### [SUPPLIED RECORDS]
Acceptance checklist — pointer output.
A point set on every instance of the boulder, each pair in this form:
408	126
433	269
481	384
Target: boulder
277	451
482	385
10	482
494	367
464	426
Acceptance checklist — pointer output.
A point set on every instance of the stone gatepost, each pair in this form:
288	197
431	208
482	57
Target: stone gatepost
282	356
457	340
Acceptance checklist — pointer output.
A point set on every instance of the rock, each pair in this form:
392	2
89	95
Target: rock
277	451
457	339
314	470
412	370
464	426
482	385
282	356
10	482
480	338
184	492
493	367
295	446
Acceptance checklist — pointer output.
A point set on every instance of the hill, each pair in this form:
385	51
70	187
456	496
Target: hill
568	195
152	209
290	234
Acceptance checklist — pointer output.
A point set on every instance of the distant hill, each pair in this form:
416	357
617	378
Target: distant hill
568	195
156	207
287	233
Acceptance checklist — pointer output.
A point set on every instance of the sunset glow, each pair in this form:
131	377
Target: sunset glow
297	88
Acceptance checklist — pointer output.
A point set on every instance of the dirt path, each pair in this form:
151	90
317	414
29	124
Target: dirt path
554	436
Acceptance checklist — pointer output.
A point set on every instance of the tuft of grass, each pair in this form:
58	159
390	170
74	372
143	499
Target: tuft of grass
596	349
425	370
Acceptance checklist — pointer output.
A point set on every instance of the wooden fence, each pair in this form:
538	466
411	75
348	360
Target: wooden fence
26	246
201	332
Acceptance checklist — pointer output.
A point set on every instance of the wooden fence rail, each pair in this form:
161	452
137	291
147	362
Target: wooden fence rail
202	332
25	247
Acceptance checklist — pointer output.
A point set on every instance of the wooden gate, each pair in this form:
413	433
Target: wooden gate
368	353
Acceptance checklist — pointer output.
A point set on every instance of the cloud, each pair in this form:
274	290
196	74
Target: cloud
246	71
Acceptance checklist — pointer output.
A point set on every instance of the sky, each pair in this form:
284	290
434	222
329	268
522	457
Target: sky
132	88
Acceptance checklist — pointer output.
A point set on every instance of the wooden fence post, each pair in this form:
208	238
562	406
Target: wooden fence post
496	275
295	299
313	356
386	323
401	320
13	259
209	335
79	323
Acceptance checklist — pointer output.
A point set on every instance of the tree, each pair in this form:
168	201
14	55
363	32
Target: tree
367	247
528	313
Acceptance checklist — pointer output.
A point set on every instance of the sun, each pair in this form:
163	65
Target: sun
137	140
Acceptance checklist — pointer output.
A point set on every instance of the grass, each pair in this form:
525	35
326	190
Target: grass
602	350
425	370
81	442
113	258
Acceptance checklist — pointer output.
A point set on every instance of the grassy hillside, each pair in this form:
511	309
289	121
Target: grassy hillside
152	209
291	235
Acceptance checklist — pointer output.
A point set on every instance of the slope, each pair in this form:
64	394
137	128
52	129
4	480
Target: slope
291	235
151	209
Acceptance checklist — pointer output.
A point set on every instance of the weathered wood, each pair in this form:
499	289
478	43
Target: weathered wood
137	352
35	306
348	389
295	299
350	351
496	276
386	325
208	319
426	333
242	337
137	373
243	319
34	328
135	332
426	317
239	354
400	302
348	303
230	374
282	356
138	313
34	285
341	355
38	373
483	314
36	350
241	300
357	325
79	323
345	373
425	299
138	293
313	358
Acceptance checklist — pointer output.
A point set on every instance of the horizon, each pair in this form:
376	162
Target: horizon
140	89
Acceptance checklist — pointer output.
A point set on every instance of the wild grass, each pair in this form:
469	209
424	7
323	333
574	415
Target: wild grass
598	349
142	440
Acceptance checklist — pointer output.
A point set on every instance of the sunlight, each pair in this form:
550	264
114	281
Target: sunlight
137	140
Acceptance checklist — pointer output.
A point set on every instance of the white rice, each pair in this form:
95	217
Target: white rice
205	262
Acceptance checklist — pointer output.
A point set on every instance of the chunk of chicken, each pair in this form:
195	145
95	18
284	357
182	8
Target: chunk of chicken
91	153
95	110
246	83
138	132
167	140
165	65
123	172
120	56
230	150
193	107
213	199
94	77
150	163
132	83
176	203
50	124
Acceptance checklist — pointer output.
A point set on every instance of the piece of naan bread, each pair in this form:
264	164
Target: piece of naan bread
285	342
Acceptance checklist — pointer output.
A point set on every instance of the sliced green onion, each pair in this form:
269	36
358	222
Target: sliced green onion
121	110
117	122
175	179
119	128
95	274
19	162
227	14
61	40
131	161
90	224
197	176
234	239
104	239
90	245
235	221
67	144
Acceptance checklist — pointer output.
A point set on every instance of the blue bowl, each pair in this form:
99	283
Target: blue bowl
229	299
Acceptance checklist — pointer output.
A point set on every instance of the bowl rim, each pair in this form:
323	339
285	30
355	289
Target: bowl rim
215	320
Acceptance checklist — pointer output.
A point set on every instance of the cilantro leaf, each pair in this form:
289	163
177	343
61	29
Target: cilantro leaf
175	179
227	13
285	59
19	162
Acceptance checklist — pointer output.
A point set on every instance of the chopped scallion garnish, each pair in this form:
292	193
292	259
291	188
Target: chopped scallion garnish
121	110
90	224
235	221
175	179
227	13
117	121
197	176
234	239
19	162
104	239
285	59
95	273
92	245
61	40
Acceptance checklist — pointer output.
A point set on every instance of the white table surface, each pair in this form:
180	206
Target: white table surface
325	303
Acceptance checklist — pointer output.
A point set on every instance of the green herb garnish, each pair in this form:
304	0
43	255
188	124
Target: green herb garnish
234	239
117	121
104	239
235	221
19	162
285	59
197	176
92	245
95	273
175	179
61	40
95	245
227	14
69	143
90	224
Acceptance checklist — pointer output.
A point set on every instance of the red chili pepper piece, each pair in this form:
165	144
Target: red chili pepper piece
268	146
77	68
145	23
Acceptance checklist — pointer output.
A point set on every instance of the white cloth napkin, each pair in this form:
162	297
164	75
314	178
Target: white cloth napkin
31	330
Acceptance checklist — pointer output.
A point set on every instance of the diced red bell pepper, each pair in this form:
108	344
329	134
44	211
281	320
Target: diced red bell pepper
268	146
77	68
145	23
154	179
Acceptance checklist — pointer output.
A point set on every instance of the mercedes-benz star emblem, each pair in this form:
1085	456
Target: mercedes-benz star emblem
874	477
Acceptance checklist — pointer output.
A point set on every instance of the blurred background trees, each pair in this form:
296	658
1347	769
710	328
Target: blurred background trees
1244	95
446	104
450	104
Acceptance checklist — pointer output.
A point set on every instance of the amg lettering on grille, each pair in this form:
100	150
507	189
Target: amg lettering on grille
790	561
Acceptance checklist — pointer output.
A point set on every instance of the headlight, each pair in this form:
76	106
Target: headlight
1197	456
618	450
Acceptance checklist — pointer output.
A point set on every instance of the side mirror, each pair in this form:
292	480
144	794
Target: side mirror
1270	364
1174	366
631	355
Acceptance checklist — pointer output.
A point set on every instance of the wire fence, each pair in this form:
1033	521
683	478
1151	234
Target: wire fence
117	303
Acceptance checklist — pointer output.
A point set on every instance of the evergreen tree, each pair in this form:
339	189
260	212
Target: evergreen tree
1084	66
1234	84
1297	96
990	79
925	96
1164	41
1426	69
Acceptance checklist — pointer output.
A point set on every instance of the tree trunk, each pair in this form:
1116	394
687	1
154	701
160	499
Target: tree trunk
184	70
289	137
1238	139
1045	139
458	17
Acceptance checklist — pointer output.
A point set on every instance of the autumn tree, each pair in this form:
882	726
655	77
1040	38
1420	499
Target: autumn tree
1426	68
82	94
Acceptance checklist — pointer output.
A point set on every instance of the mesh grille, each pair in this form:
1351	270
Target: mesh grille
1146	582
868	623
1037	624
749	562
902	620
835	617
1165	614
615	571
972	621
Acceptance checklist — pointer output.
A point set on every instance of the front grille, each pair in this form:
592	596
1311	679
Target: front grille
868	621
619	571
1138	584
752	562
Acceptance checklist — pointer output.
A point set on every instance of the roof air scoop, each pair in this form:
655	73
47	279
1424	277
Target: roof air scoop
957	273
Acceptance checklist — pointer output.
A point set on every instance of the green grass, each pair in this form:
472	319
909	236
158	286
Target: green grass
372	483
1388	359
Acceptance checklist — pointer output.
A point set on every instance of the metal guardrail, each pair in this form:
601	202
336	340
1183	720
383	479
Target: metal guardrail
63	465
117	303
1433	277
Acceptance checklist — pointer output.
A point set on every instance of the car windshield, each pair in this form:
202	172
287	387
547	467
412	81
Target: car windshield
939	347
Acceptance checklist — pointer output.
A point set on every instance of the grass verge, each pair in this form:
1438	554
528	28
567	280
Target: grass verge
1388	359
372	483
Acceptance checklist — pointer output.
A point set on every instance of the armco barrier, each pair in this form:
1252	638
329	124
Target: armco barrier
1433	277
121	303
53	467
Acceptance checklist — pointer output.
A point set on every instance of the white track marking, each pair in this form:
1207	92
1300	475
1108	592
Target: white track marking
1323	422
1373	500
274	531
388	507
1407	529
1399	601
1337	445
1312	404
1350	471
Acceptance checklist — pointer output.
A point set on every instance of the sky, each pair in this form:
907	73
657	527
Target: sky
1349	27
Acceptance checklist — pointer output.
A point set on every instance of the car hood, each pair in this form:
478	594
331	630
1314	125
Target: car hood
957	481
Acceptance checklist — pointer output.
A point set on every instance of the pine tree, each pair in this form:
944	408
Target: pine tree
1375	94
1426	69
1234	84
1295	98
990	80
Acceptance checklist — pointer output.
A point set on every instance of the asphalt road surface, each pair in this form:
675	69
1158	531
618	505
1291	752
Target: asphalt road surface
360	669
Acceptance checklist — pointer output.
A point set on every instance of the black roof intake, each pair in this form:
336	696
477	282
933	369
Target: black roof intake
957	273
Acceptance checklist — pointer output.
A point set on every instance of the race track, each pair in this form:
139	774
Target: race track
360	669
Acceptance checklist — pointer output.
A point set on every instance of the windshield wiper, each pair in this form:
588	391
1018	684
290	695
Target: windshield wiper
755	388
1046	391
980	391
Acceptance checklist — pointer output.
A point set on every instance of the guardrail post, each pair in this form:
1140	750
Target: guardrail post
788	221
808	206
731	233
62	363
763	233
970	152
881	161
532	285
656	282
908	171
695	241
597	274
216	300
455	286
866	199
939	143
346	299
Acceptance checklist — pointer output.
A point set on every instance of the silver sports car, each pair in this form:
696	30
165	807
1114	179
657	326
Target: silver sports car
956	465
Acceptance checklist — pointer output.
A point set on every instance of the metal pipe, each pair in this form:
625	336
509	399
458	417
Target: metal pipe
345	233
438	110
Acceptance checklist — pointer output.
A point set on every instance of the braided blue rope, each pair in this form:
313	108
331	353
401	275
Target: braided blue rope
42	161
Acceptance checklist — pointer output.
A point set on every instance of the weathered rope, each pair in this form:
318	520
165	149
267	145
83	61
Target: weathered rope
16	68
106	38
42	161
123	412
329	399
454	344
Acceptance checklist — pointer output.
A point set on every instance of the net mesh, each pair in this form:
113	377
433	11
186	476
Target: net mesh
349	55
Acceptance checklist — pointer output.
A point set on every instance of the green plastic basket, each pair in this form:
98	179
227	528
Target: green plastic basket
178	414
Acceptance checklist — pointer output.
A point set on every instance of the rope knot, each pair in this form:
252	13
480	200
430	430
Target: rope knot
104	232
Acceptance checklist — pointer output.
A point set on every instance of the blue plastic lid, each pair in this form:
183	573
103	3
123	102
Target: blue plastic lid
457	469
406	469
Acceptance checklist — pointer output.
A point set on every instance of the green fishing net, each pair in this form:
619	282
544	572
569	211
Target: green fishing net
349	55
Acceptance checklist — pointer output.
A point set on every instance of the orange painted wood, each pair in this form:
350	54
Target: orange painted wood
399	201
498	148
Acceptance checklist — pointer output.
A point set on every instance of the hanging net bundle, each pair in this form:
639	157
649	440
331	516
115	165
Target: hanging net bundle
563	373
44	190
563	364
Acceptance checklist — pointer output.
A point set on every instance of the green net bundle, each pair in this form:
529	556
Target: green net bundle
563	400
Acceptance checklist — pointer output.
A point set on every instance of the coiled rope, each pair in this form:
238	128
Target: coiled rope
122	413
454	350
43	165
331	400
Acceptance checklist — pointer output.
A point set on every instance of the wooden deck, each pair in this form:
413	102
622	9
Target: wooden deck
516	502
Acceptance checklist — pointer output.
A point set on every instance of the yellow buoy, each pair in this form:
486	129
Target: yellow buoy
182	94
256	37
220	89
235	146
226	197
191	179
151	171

### [TASK]
Return every line from the rows above that contains the word "blurred", copied in full.

### [ANSWER TO THIS TASK]
A point set on every instance of the blurred background trees, each pair in this form:
Target: blurred background trees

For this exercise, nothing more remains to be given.